**WHAT YOU ARE ASKED TO DO:** Restate the listing below word for word. No picture belongs in the result.
:::
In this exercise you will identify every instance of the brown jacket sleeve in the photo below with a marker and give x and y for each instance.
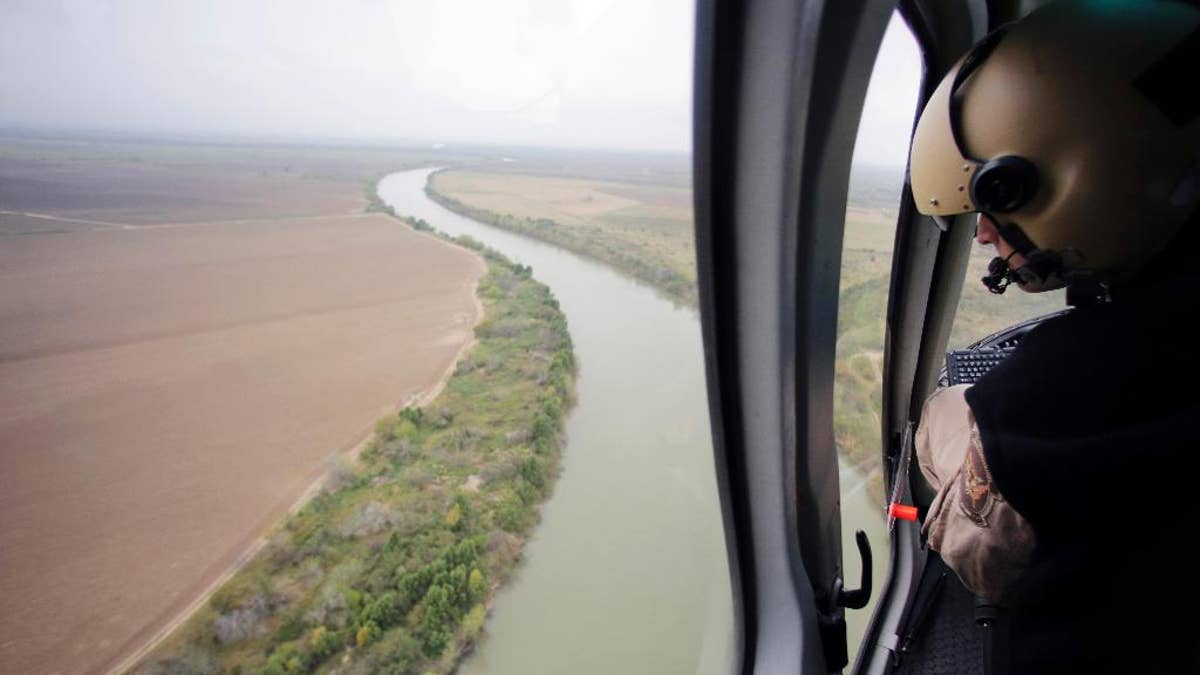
(978, 535)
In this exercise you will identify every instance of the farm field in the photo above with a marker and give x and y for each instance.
(185, 347)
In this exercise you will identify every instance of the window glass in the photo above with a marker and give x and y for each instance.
(875, 183)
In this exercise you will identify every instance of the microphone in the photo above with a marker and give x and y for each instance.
(1000, 275)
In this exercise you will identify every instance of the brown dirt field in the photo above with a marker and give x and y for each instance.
(113, 190)
(167, 393)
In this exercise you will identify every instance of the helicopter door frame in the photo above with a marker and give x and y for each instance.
(779, 90)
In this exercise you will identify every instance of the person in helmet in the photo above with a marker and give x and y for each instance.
(1066, 476)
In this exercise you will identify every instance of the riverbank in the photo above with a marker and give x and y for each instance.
(631, 255)
(396, 562)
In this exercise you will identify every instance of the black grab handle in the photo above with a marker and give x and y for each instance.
(858, 597)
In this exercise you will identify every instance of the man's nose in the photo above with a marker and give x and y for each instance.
(985, 233)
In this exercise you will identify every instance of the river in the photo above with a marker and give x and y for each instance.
(627, 572)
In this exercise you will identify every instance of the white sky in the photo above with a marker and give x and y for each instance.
(605, 73)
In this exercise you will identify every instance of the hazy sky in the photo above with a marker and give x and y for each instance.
(550, 72)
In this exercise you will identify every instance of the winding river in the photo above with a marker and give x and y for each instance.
(627, 572)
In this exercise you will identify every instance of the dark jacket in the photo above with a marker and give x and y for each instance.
(1090, 430)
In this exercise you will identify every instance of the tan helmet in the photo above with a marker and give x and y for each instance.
(1077, 129)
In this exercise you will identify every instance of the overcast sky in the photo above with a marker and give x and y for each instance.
(607, 73)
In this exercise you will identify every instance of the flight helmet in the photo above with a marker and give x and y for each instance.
(1077, 130)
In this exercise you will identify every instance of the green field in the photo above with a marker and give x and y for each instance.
(394, 566)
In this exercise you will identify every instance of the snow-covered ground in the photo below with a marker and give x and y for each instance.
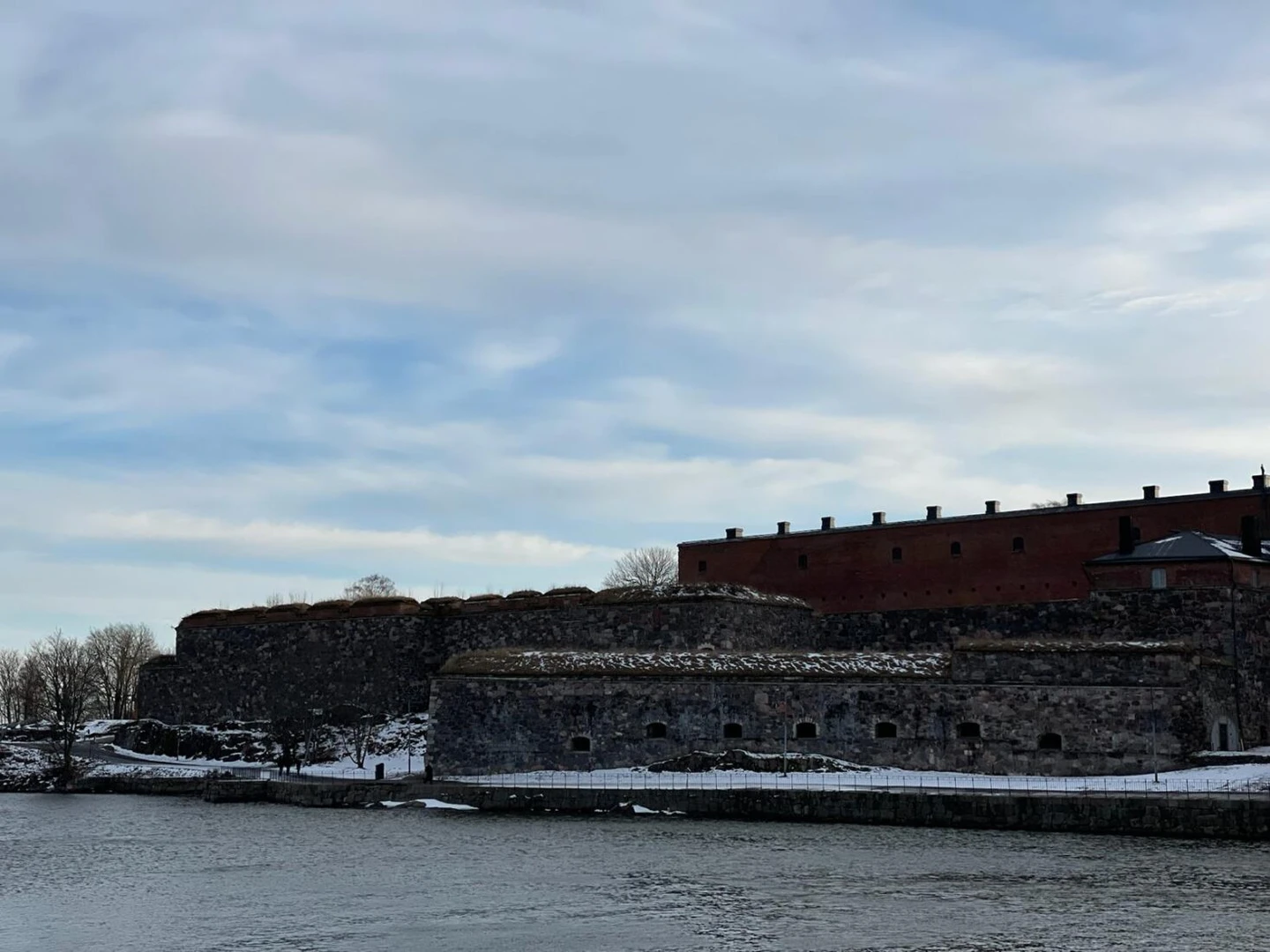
:::
**EXERCISE ANSWER:**
In this exercise you will identify every instance of the brown jacket sleeve in the photo below with a marker and give x and y for each instance.
(978, 535)
In this exercise you will identify every instance of the farm field in the photo above with a marker and give x and y for each instance.
(185, 347)
In this exercise you will identify every instance of the window glass in the photo above with a marker and give x and y for each instance.
(875, 183)
In this exercise you will identify every instance of the microphone in the photo above with a marker and give x and y for each instance.
(1000, 275)
In this exercise you will identify every instance of the brown dirt field in the photo above with a marker and give x and y for each instance.
(113, 190)
(167, 393)
In this exercise you will identify every instance of the helicopter door frame in the photo above with a marker and give x and y for each instance.
(779, 90)
In this exercise you will identify every instance of the person in helmet in the photo above with a marker and give x and y for each instance.
(1066, 476)
In this exercise you will identify every instance of the riverbank in the photo above with a marker and give x and y for each instance.
(631, 255)
(396, 562)
In this exercise you will identify every instance of the black grab handle in the photo above with a marker and give x and y for each instance.
(858, 597)
In this exercise you will identify every instance of the man's nose in the photo above with a marker and give x and y for each instance.
(985, 233)
In this exercise you will identify every instance of the river in the photo above with a marker and give x and y for each instance.
(627, 572)
In this exercise you will identify every instance of the white sky in the photo above with a marker and give x and y for each instance.
(605, 73)
In this exercise you will identify every instance of the hazy sky in the photo above with a marker and give x and y for each instance.
(550, 72)
In this exercise you will identify every instance of the winding river in the photo above with a marker and give x and y for each instance.
(627, 572)
In this exercise you will identify every instance of the dark jacket in the photo above with a marker and give x and y for each instance.
(1090, 430)
In this exercise you will identify every instance of the tan helmet in the photo above with a marker and give x and y for each instance.
(1077, 129)
In this exercise you will identify every instance of the overcast sky in the photo above with a marker and give x and y for each instance.
(607, 73)
In this exercise you will identify every instance of the flight helmet in the photo above with a marker and give x and y for each instance.
(1077, 130)
In this exercise you will identify every instance of the green field in the photo above with a marker and give x and y for each instance.
(394, 566)
In this exercise you will identify every instance of the snow-covered ground in the photo below with a marker and give x and y for each instance.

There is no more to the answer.